Prompt a
Report how many lines of the entries contain the string "blue", counting only matches with the same case, and reply with the number alone.

Source
----

About Asus and the Republic of Gamers
“ASUS takes its name from Pegasus, the winged horse in Greek mythology that symbolizes wisdom and knowledge. ASUS embodies the strength, purity, and adventurous spirit of this fantastic creature, and soars to new heights with each new product it creates.”
Asus, or Asustek Computer Inc. is a Taiwanese computer hardware and electronics company based in Taipei, Taiwan. Asus was founded in 1989 by four former hardware engineers from Acer. In 2006, Asus launched its Republic of Gamers, or ROG line up of computer hardware, personal computers, peripherals, and accessories focused toward high-end PC gaming. Today, everything from desk-top PCs, Motherboards, GPUs, peripherals and sound cards have the ROG logo and are favorites of the PC enthusiast community.
Pascal is designed to offer the highest performance for deep learning and other compute performance. Pascal is Nvidia’s successor to their 28 NM Maxwell Architecture. The Pascal microarchitecture uses the 16 nanometer FinFET manufacturing process from TSMC, the Taiwan Semiconductor Manufacturing Company. With 150 billion transistors, Pascal is the world’s largest FinFET Chip ever built. Delivering over 5 Teraflops of double precision performance, Pascal is also the most powerful architecture ever inside of a GPU.
Features & Specifications
|Graphics Engine||NVIDIA GeForce GTX 1070|
|Bus Standard||PCI Express 3.0|
|Video Memory||GDDR5 8GB|
|Core Clock||OC Mode: GPU Boost Clock = 1860 MHz, GPU Base Clock = 1657 MHz|
Gaming Mode: GPU Boost Clock = 1835 MHz, GPU Base Clock = 1632 MHz
|Memory Clock||8008 MHz|
|Interface||1 x DVI-D|
2 x HDMI 2.0
2 x Display Port 1.2
HDCP Support: Yes
|Accessories||2 x ROG Cable Ties|
1 x 8-pin
|Software||ASUS GPU Tweak II & Driver|
|Dimensions||11.73 ” x 5.28 ” x 1.57 ” Inch|
29.8 x 13.4 x 4 Centimeter
Packaging & Unboxing
The STRIX 1070 comes in an attractive box, with the Republic of Gamers logo in the top left hand corner. Below the ROG logo is the STRIX branding, the ASUS logo and the AURA lighting logo as well. In the center of the box, near the top, there is a depiction of the STRIX 1070 card. On the right, from top to bottom, you see the Nvidia GeForce GTX logo and VR Ready logo. Just below is the STRIX branding and the words “Gaming Graphics Card.” The bottom right corner has the GeForce GTX logo and 1070 product branding. There is also a list of a few of the main features of the GeForce GTX line up. These include NVidia’s GameWorks, VR Works and Ansel. Lastly, there is an advertisement for a 15-day premium account for World of Warships.

----

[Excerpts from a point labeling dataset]

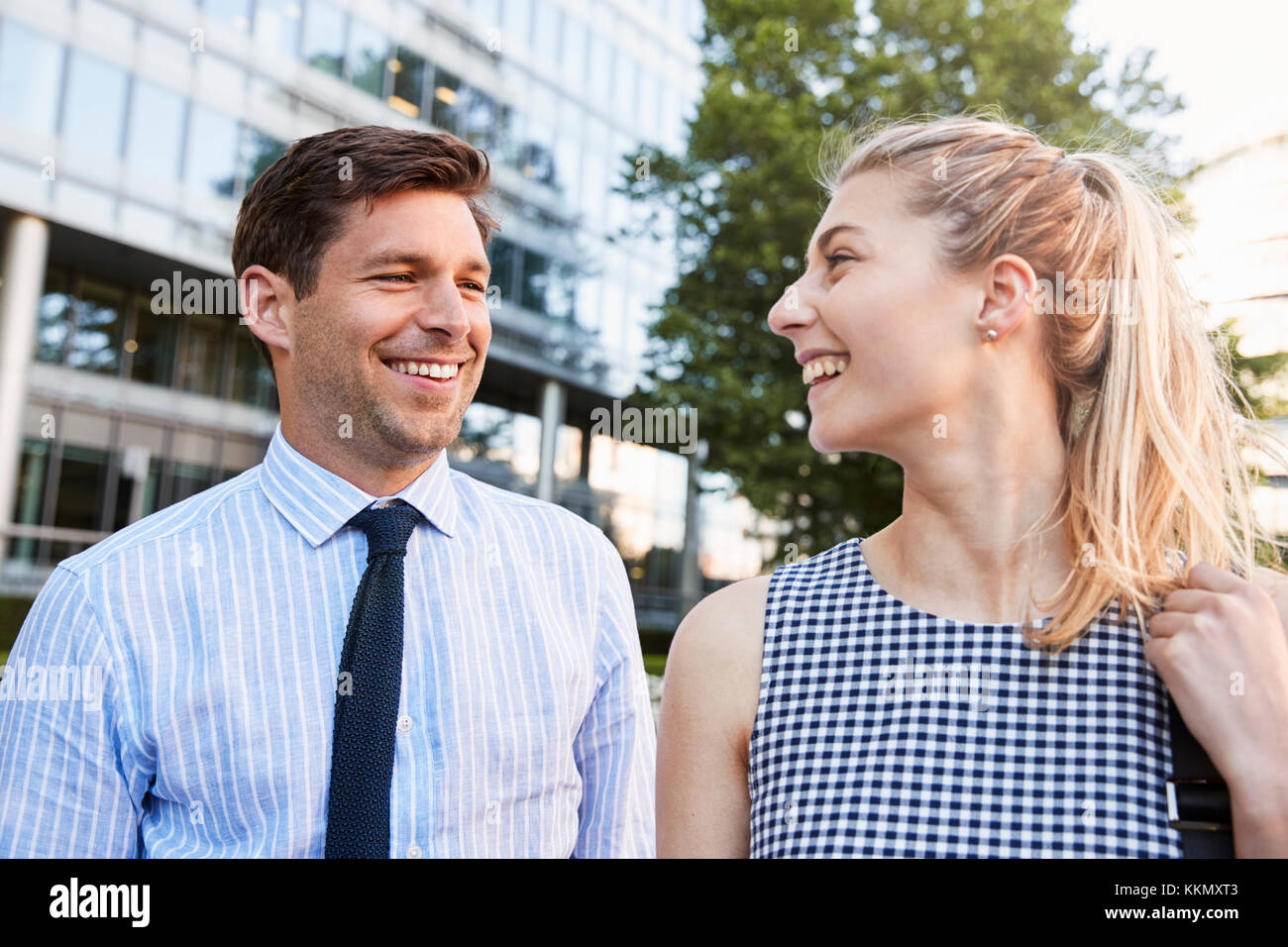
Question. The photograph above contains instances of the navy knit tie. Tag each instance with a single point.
(369, 684)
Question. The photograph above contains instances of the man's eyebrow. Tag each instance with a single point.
(404, 258)
(825, 236)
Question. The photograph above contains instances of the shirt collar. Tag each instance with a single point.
(320, 502)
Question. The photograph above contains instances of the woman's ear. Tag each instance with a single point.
(1010, 285)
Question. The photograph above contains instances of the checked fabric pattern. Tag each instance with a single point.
(887, 731)
(366, 703)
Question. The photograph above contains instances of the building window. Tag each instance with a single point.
(55, 308)
(201, 355)
(369, 53)
(155, 132)
(236, 13)
(277, 26)
(81, 482)
(30, 77)
(548, 285)
(95, 341)
(501, 256)
(408, 89)
(211, 166)
(94, 108)
(154, 343)
(323, 38)
(253, 380)
(446, 101)
(188, 479)
(259, 153)
(30, 501)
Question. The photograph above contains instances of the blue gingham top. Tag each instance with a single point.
(887, 731)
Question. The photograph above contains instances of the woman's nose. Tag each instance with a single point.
(790, 312)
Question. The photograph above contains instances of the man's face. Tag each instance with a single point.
(404, 286)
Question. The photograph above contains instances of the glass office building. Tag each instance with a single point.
(129, 132)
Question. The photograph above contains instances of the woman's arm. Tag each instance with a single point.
(708, 706)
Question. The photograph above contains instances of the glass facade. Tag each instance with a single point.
(110, 328)
(589, 86)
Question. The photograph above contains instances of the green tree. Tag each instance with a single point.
(742, 202)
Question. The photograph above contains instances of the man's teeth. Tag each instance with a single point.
(426, 368)
(815, 368)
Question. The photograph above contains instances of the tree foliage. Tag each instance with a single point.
(743, 202)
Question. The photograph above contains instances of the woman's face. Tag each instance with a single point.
(876, 299)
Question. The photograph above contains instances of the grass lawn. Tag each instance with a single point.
(655, 664)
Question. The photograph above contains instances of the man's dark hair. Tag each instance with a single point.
(295, 209)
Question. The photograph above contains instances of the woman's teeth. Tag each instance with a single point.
(816, 368)
(425, 368)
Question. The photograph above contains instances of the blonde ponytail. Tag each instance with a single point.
(1144, 393)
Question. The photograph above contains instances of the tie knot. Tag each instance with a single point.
(386, 527)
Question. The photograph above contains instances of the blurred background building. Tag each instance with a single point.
(129, 132)
(1239, 266)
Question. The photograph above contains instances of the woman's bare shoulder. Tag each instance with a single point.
(729, 621)
(715, 659)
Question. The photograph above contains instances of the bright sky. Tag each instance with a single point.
(1227, 59)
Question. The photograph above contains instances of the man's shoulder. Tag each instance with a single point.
(150, 532)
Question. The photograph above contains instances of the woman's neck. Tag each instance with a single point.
(965, 508)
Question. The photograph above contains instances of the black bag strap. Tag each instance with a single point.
(1198, 800)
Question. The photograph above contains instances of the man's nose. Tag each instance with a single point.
(442, 308)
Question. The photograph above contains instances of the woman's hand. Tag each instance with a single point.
(1222, 647)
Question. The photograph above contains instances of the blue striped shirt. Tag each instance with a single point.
(172, 688)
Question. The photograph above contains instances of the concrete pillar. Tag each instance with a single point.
(554, 406)
(691, 570)
(24, 272)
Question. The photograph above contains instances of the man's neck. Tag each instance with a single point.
(349, 462)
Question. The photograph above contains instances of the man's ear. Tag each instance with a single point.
(268, 305)
(1010, 285)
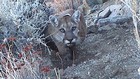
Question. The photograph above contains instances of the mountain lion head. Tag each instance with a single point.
(68, 27)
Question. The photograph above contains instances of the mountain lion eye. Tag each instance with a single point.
(62, 30)
(73, 28)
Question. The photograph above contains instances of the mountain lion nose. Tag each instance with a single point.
(70, 40)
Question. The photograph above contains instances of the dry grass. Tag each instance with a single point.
(133, 6)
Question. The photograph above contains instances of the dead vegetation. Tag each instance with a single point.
(23, 51)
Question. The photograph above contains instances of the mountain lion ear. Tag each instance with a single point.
(76, 16)
(53, 20)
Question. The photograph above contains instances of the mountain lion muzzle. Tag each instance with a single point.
(67, 29)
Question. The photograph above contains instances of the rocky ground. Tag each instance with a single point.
(109, 51)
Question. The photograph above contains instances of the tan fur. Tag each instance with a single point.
(80, 31)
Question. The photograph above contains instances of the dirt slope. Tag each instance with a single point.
(110, 54)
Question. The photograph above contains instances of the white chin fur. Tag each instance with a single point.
(66, 41)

----

Prompt b
Proceed with the text on the ASUS STRIX 1070 graphics card, picking up after its final sentence.

Final result a
2

Final result b
The left and right side of the box are identical. The have the ROG and ASUS logos, Strix and GeForce GTX 1070 branding.
The rear of the package has a lot of information on it. Across the top, from left to right, you first see the ROG logo followed by the STRIX Gaming Graphics Card Branding. Next is the Nvidia GTX 1070 logo and branding, followed by the mention of a 3-year warranty and the HDMI certification.
The back of the package also makes note of several key features of the STRIX 1070. Some of the features mentioned are the Direct CU III cooler with their patented Wing-Blade Fans. Also, their Auto-Extreme Technology, “VR Friendly” HDMI Ports, Asus Fan Connect, GPU Tweak II and AURA RGB Lighting. On the very bottom of the box are the main specifications of the STRIX 1070 and a depiction of the lay out of the IO of the card.
The rear of the box had depiction and descriptions of several the main features of the STRIX 1070.
From Left to right, The top of the box has the ROG logo and Strix branding, and the GeForce GTX 1070 branding.
The bottom lists the Recommended System Requirements in several languages. This is also where you’ll find information such as model and serial numbers and the UPC code.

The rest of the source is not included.